Object pointing dataset rows -
--------------------------------
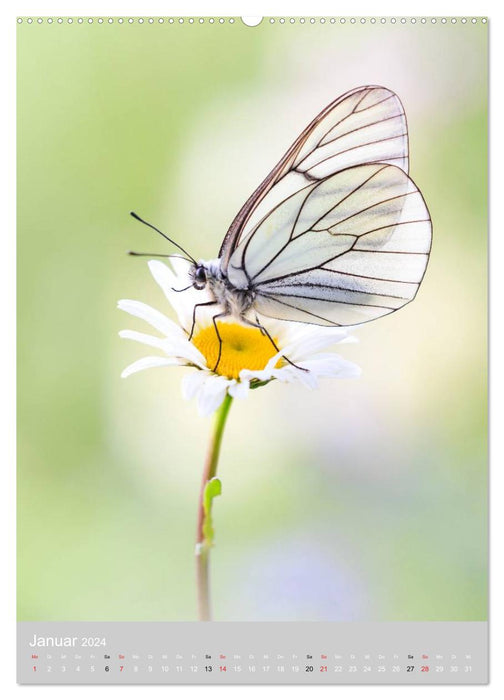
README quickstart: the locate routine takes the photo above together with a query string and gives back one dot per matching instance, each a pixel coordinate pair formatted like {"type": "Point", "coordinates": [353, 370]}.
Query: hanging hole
{"type": "Point", "coordinates": [251, 21]}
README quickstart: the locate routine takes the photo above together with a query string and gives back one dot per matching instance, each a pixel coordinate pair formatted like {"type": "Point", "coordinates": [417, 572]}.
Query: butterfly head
{"type": "Point", "coordinates": [199, 276]}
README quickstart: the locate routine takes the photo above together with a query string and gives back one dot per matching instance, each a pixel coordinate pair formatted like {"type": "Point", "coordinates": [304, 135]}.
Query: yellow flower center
{"type": "Point", "coordinates": [242, 348]}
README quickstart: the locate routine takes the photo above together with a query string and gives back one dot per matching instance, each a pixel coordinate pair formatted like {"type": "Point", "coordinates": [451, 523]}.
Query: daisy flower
{"type": "Point", "coordinates": [248, 357]}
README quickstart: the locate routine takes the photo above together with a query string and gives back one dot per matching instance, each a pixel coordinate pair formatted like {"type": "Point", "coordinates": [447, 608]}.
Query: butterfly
{"type": "Point", "coordinates": [337, 234]}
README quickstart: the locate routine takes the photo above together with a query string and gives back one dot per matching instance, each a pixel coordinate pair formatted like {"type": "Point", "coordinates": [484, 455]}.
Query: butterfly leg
{"type": "Point", "coordinates": [214, 319]}
{"type": "Point", "coordinates": [265, 332]}
{"type": "Point", "coordinates": [205, 303]}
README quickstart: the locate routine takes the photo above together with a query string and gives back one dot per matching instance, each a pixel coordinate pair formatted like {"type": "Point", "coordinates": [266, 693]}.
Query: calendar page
{"type": "Point", "coordinates": [252, 327]}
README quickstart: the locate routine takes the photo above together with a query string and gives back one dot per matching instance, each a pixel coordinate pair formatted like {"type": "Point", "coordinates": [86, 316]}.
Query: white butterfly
{"type": "Point", "coordinates": [337, 234]}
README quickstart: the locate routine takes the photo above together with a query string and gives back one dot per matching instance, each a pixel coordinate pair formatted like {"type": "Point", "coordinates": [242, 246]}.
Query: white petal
{"type": "Point", "coordinates": [144, 338]}
{"type": "Point", "coordinates": [240, 390]}
{"type": "Point", "coordinates": [186, 350]}
{"type": "Point", "coordinates": [148, 362]}
{"type": "Point", "coordinates": [212, 394]}
{"type": "Point", "coordinates": [155, 318]}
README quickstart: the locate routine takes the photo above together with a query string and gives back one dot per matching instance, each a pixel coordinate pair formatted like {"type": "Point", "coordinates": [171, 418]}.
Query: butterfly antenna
{"type": "Point", "coordinates": [142, 221]}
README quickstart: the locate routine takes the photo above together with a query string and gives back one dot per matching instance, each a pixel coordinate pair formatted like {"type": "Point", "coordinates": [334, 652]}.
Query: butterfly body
{"type": "Point", "coordinates": [337, 234]}
{"type": "Point", "coordinates": [234, 302]}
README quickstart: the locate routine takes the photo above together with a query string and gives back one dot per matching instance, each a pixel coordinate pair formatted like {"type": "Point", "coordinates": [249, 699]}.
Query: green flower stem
{"type": "Point", "coordinates": [204, 532]}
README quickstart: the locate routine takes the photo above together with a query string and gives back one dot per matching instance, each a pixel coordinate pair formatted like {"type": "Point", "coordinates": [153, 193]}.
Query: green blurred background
{"type": "Point", "coordinates": [364, 500]}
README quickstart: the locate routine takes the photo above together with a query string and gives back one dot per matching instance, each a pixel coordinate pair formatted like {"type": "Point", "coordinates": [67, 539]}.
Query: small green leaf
{"type": "Point", "coordinates": [213, 488]}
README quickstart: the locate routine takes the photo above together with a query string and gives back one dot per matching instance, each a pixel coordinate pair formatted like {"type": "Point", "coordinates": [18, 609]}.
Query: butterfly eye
{"type": "Point", "coordinates": [199, 281]}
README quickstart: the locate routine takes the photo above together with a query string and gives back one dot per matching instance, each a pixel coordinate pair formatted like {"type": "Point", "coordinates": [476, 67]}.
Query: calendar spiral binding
{"type": "Point", "coordinates": [195, 21]}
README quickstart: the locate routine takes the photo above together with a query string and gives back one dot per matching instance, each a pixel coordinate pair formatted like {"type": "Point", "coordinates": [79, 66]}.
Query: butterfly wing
{"type": "Point", "coordinates": [365, 125]}
{"type": "Point", "coordinates": [343, 250]}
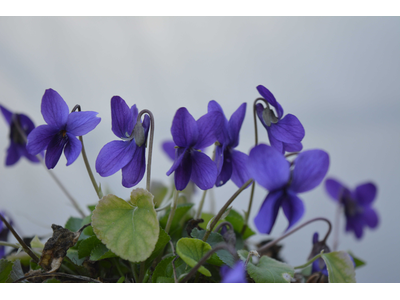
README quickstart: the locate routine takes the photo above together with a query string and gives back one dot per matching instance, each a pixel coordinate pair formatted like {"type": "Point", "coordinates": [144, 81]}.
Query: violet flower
{"type": "Point", "coordinates": [230, 162]}
{"type": "Point", "coordinates": [357, 205]}
{"type": "Point", "coordinates": [61, 130]}
{"type": "Point", "coordinates": [17, 146]}
{"type": "Point", "coordinates": [124, 154]}
{"type": "Point", "coordinates": [190, 136]}
{"type": "Point", "coordinates": [237, 274]}
{"type": "Point", "coordinates": [271, 170]}
{"type": "Point", "coordinates": [285, 134]}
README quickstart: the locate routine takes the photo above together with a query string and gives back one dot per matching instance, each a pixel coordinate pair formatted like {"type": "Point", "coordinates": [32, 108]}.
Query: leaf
{"type": "Point", "coordinates": [192, 251]}
{"type": "Point", "coordinates": [340, 267]}
{"type": "Point", "coordinates": [129, 229]}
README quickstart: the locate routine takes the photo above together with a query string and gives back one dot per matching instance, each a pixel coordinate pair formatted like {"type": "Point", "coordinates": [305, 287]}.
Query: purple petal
{"type": "Point", "coordinates": [72, 148]}
{"type": "Point", "coordinates": [114, 156]}
{"type": "Point", "coordinates": [133, 172]}
{"type": "Point", "coordinates": [204, 170]}
{"type": "Point", "coordinates": [240, 172]}
{"type": "Point", "coordinates": [184, 129]}
{"type": "Point", "coordinates": [365, 193]}
{"type": "Point", "coordinates": [267, 95]}
{"type": "Point", "coordinates": [54, 150]}
{"type": "Point", "coordinates": [235, 123]}
{"type": "Point", "coordinates": [54, 109]}
{"type": "Point", "coordinates": [39, 138]}
{"type": "Point", "coordinates": [293, 208]}
{"type": "Point", "coordinates": [82, 122]}
{"type": "Point", "coordinates": [268, 212]}
{"type": "Point", "coordinates": [310, 169]}
{"type": "Point", "coordinates": [122, 118]}
{"type": "Point", "coordinates": [268, 167]}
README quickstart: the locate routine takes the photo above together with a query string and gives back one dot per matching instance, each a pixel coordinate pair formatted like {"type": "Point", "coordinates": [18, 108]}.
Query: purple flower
{"type": "Point", "coordinates": [190, 136]}
{"type": "Point", "coordinates": [61, 130]}
{"type": "Point", "coordinates": [285, 134]}
{"type": "Point", "coordinates": [237, 274]}
{"type": "Point", "coordinates": [357, 205]}
{"type": "Point", "coordinates": [230, 163]}
{"type": "Point", "coordinates": [17, 146]}
{"type": "Point", "coordinates": [271, 170]}
{"type": "Point", "coordinates": [125, 154]}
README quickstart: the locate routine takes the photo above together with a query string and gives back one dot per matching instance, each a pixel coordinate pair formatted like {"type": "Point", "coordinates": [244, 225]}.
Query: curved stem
{"type": "Point", "coordinates": [223, 209]}
{"type": "Point", "coordinates": [272, 243]}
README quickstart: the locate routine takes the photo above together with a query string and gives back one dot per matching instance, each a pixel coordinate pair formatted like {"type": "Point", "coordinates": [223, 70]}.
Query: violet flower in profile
{"type": "Point", "coordinates": [61, 130]}
{"type": "Point", "coordinates": [17, 147]}
{"type": "Point", "coordinates": [231, 163]}
{"type": "Point", "coordinates": [357, 205]}
{"type": "Point", "coordinates": [124, 154]}
{"type": "Point", "coordinates": [190, 136]}
{"type": "Point", "coordinates": [237, 274]}
{"type": "Point", "coordinates": [285, 134]}
{"type": "Point", "coordinates": [271, 170]}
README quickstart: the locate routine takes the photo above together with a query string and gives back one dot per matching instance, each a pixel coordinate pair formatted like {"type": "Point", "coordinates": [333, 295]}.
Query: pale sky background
{"type": "Point", "coordinates": [339, 76]}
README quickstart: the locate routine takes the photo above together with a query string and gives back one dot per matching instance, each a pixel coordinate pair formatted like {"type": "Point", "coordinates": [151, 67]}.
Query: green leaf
{"type": "Point", "coordinates": [340, 267]}
{"type": "Point", "coordinates": [192, 251]}
{"type": "Point", "coordinates": [129, 229]}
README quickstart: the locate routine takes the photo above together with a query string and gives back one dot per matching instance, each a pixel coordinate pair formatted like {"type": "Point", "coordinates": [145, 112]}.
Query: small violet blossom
{"type": "Point", "coordinates": [271, 170]}
{"type": "Point", "coordinates": [237, 274]}
{"type": "Point", "coordinates": [230, 162]}
{"type": "Point", "coordinates": [357, 205]}
{"type": "Point", "coordinates": [17, 146]}
{"type": "Point", "coordinates": [61, 130]}
{"type": "Point", "coordinates": [285, 134]}
{"type": "Point", "coordinates": [190, 136]}
{"type": "Point", "coordinates": [125, 154]}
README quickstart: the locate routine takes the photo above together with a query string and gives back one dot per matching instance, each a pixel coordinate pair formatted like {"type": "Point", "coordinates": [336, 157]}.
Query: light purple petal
{"type": "Point", "coordinates": [184, 129]}
{"type": "Point", "coordinates": [72, 148]}
{"type": "Point", "coordinates": [122, 118]}
{"type": "Point", "coordinates": [235, 123]}
{"type": "Point", "coordinates": [365, 193]}
{"type": "Point", "coordinates": [40, 137]}
{"type": "Point", "coordinates": [114, 156]}
{"type": "Point", "coordinates": [268, 212]}
{"type": "Point", "coordinates": [267, 95]}
{"type": "Point", "coordinates": [54, 109]}
{"type": "Point", "coordinates": [288, 130]}
{"type": "Point", "coordinates": [293, 208]}
{"type": "Point", "coordinates": [204, 170]}
{"type": "Point", "coordinates": [310, 168]}
{"type": "Point", "coordinates": [82, 122]}
{"type": "Point", "coordinates": [268, 167]}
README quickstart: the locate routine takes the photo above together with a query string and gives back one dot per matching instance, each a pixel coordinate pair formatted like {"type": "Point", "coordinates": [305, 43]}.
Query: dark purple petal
{"type": "Point", "coordinates": [54, 109]}
{"type": "Point", "coordinates": [268, 212]}
{"type": "Point", "coordinates": [114, 156]}
{"type": "Point", "coordinates": [365, 193]}
{"type": "Point", "coordinates": [267, 95]}
{"type": "Point", "coordinates": [310, 168]}
{"type": "Point", "coordinates": [210, 126]}
{"type": "Point", "coordinates": [268, 167]}
{"type": "Point", "coordinates": [72, 148]}
{"type": "Point", "coordinates": [82, 122]}
{"type": "Point", "coordinates": [184, 129]}
{"type": "Point", "coordinates": [54, 150]}
{"type": "Point", "coordinates": [204, 170]}
{"type": "Point", "coordinates": [240, 172]}
{"type": "Point", "coordinates": [288, 130]}
{"type": "Point", "coordinates": [122, 118]}
{"type": "Point", "coordinates": [235, 123]}
{"type": "Point", "coordinates": [293, 208]}
{"type": "Point", "coordinates": [133, 172]}
{"type": "Point", "coordinates": [39, 138]}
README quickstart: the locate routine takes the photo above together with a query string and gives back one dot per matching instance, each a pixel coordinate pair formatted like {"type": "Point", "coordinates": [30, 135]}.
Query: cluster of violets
{"type": "Point", "coordinates": [268, 165]}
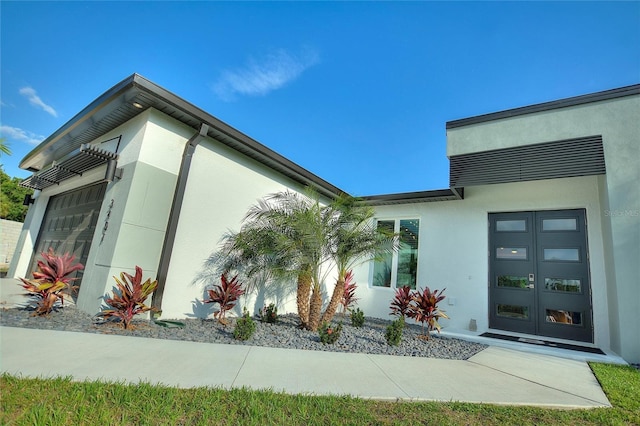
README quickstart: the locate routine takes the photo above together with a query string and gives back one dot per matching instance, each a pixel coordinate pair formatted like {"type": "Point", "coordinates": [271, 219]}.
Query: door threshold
{"type": "Point", "coordinates": [545, 343]}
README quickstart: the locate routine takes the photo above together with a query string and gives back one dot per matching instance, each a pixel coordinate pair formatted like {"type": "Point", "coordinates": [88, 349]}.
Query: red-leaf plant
{"type": "Point", "coordinates": [424, 308]}
{"type": "Point", "coordinates": [225, 295]}
{"type": "Point", "coordinates": [128, 298]}
{"type": "Point", "coordinates": [51, 281]}
{"type": "Point", "coordinates": [401, 302]}
{"type": "Point", "coordinates": [349, 298]}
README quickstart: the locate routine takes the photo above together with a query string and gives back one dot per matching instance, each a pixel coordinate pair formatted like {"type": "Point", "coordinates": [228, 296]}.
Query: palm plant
{"type": "Point", "coordinates": [292, 236]}
{"type": "Point", "coordinates": [284, 237]}
{"type": "Point", "coordinates": [353, 239]}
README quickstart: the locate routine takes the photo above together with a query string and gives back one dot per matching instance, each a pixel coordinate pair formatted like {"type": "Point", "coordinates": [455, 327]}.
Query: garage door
{"type": "Point", "coordinates": [70, 223]}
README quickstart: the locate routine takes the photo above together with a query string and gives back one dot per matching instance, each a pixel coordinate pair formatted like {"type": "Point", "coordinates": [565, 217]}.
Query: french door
{"type": "Point", "coordinates": [539, 274]}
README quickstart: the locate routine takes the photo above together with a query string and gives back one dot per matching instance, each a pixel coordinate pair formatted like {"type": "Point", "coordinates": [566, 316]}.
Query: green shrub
{"type": "Point", "coordinates": [269, 314]}
{"type": "Point", "coordinates": [329, 333]}
{"type": "Point", "coordinates": [245, 326]}
{"type": "Point", "coordinates": [357, 318]}
{"type": "Point", "coordinates": [393, 334]}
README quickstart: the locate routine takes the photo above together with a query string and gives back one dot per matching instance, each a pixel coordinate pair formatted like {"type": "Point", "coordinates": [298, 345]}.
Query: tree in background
--------------------------------
Written problem - State how many lines of the entries contain the word "white", counting only matches with the same case, and reply with the number alone.

Answer to the problem - 2